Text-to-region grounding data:
══════════
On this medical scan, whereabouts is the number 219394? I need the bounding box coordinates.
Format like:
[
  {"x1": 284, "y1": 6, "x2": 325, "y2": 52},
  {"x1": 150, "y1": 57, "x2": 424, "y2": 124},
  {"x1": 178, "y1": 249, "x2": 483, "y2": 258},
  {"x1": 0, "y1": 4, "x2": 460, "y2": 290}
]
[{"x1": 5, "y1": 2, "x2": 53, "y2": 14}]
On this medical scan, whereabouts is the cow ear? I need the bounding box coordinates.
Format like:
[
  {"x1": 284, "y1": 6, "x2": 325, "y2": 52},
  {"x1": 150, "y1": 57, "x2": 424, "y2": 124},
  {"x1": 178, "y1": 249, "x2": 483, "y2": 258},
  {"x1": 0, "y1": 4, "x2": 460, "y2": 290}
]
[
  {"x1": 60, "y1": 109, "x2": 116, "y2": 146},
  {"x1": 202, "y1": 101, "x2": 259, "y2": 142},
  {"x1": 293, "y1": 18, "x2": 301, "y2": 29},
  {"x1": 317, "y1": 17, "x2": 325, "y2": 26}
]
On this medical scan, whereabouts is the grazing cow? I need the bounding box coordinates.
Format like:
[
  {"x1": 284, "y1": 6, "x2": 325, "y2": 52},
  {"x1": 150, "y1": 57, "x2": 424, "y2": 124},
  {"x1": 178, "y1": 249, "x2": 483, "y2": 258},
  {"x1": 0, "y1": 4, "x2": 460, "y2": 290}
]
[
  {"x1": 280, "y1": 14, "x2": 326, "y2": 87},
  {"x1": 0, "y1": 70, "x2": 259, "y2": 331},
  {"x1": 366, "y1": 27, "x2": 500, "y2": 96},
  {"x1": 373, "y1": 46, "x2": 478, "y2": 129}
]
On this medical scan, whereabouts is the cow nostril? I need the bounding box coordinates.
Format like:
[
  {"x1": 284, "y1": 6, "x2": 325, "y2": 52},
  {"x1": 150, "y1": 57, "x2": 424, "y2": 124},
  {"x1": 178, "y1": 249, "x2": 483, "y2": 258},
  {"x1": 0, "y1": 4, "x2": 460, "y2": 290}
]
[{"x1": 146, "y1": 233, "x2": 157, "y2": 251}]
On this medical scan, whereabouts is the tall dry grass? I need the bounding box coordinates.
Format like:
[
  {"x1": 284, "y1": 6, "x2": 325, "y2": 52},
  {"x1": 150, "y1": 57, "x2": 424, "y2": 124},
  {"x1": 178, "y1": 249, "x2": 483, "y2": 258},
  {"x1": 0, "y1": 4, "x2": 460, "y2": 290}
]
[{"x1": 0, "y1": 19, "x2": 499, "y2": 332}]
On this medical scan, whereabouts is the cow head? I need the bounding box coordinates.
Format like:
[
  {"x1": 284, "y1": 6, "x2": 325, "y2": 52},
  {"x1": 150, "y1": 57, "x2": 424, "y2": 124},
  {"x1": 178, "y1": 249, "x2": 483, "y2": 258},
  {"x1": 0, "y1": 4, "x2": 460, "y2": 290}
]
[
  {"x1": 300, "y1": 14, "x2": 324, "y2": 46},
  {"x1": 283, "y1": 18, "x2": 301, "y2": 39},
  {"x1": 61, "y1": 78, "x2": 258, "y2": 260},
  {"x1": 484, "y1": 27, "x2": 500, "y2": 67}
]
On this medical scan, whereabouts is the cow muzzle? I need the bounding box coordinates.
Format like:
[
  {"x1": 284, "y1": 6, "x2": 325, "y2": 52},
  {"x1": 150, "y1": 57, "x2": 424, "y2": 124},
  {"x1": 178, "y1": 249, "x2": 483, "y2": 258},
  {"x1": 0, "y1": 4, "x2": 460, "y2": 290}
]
══════════
Read the entries above, then pull out the lines that include "scan".

**Expected output**
On this medical scan, whereabouts is the number 219394? I need the bounding box coordinates.
On this medical scan, whereabouts is the cow ear? I need the bounding box coordinates.
On this medical scan, whereabouts is the grazing cow? I need the bounding box coordinates.
On this medical scan, whereabouts is the cow nostril? I need the bounding box coordinates.
On this medical scan, whereabouts is the tall dry grass? I need the bounding box coordinates.
On this medical scan, whereabouts is the cow head? I need the bounding box coordinates.
On this medical scan, whereabouts is the cow muzzle? I need the bounding box coordinates.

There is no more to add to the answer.